┌──
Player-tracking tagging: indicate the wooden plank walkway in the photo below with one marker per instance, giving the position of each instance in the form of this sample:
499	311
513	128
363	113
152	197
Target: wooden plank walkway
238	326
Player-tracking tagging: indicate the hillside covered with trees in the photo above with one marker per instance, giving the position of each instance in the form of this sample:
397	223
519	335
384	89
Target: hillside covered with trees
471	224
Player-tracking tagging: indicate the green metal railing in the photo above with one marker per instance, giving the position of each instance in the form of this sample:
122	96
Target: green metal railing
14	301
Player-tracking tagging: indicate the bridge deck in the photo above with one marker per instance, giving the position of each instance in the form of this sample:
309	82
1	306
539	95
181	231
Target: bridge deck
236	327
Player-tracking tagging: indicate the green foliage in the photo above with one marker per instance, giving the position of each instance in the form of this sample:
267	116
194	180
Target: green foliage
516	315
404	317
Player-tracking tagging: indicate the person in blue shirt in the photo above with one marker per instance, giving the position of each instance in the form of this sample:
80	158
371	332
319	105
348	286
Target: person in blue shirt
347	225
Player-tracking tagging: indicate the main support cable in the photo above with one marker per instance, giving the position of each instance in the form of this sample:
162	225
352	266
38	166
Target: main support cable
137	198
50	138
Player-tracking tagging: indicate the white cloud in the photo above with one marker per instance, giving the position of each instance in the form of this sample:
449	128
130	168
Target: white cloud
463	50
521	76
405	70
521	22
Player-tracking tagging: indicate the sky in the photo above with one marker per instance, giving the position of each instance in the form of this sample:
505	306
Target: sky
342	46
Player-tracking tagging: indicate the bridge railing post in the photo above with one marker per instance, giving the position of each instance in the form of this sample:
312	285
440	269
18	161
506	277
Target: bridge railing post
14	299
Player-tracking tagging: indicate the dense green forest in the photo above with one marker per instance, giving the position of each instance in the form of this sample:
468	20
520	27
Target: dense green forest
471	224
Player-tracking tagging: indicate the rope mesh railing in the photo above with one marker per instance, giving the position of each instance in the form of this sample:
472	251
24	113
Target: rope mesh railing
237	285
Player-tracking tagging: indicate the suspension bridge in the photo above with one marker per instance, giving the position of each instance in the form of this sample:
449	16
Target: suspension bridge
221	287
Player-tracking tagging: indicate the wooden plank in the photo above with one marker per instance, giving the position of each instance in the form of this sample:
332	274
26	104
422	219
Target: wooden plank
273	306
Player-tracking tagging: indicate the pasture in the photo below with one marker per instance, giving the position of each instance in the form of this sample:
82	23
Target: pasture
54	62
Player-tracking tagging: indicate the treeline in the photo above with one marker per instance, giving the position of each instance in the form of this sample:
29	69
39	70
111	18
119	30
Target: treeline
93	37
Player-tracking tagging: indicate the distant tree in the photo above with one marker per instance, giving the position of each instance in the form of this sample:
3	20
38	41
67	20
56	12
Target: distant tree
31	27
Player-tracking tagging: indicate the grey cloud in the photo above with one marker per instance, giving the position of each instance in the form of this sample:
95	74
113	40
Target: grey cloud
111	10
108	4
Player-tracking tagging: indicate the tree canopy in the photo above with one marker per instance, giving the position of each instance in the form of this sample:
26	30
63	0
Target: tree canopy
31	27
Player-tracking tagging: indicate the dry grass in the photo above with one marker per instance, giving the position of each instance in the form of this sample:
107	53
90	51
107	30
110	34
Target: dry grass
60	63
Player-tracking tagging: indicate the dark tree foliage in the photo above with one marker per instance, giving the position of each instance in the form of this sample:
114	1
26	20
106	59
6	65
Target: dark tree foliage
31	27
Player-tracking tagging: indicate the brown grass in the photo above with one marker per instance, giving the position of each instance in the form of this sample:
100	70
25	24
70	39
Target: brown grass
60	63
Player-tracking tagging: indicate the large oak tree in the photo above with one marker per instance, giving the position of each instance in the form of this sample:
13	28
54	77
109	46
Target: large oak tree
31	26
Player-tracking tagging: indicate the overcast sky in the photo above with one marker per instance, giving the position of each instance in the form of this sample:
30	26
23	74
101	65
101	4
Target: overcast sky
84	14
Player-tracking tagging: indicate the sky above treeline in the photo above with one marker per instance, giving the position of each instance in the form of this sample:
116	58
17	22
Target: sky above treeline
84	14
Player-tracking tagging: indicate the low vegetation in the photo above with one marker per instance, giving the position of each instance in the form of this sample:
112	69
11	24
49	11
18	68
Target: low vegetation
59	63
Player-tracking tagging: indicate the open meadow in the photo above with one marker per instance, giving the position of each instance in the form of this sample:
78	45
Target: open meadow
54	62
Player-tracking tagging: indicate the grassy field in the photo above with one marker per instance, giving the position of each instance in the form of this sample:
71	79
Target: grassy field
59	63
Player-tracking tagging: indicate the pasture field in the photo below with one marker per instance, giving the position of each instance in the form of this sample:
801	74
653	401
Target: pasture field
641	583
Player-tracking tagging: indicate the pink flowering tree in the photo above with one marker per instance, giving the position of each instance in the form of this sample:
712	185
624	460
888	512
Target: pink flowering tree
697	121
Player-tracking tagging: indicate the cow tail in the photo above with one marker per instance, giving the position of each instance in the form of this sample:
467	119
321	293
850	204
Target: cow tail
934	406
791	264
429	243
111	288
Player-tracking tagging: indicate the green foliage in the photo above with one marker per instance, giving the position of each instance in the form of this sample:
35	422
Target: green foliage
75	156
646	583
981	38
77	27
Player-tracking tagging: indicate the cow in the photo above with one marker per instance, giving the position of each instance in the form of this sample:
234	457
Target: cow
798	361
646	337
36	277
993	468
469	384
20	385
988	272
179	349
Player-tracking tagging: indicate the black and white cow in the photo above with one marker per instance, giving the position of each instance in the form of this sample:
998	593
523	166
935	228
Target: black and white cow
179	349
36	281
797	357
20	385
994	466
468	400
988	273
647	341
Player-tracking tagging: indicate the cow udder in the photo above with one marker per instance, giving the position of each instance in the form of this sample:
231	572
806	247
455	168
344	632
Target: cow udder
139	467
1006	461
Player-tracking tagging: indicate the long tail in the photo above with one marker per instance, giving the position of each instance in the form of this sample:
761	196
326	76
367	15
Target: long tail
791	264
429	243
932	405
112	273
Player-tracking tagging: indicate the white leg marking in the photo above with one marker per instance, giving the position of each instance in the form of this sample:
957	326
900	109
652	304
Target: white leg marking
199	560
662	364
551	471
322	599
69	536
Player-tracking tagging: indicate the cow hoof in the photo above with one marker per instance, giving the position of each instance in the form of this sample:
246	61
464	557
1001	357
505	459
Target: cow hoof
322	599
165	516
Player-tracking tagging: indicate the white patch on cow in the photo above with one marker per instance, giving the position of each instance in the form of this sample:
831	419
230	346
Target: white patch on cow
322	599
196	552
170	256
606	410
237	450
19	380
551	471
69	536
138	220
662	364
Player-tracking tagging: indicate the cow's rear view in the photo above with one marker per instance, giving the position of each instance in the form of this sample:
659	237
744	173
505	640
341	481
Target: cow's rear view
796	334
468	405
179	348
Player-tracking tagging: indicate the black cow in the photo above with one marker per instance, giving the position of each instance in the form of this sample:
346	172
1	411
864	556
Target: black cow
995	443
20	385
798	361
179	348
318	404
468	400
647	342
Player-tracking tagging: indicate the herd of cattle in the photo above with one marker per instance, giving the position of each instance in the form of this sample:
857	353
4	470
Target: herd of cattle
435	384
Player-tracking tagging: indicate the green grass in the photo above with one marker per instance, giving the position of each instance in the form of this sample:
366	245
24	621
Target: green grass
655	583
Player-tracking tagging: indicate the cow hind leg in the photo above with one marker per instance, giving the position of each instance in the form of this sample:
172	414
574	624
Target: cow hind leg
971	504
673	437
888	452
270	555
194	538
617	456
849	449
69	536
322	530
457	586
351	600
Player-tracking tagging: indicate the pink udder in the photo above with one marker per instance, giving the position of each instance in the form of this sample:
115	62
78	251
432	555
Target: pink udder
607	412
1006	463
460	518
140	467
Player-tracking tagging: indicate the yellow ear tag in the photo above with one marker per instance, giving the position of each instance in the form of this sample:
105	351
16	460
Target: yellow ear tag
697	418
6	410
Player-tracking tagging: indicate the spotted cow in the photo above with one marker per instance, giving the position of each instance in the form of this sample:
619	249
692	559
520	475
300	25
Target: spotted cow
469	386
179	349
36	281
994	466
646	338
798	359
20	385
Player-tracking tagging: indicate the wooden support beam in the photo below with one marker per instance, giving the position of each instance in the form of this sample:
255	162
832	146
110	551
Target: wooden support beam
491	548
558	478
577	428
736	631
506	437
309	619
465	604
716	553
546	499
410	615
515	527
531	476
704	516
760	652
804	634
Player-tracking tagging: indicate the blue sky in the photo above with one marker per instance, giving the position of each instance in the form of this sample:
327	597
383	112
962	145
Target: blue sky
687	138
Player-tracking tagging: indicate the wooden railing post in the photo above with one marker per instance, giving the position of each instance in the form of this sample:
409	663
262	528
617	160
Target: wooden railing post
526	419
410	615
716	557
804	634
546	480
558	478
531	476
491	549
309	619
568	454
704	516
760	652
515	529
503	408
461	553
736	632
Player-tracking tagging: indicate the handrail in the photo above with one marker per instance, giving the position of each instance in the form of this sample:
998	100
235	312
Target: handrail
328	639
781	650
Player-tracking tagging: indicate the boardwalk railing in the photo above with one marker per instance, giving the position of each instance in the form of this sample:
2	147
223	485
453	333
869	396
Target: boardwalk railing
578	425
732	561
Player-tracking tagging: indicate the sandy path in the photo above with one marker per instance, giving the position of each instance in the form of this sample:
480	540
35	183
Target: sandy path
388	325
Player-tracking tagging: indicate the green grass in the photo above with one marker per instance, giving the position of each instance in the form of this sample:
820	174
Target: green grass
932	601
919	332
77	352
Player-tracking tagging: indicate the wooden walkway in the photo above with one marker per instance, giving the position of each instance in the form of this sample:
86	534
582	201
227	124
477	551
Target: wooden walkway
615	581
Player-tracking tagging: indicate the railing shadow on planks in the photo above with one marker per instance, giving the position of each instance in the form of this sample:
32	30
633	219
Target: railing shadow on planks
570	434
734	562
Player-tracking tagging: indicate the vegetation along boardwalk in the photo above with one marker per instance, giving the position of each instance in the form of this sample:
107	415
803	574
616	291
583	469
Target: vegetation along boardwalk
└──
**OBJECTIVE**.
Copy out exactly the lines between the line with "Player-tracking tagging: indicate the railing" and the last line of the entries, counting both of those lines.

**SOLUTION TO THIS EXERCISE**.
Player-tracking tagging: indicate the railing shadow on planks in the photo above with one marker per instance, giving the position of each instance in the form of this sample:
32	30
633	219
Target: railing shadow on planks
570	434
734	562
Player-tracking tagging: indicate the vegetation along boardwalk in the photo above with one marker per instance, giving the position of each instance in the form of this sample:
107	415
803	574
616	291
583	469
Target: vegetation along boardwalk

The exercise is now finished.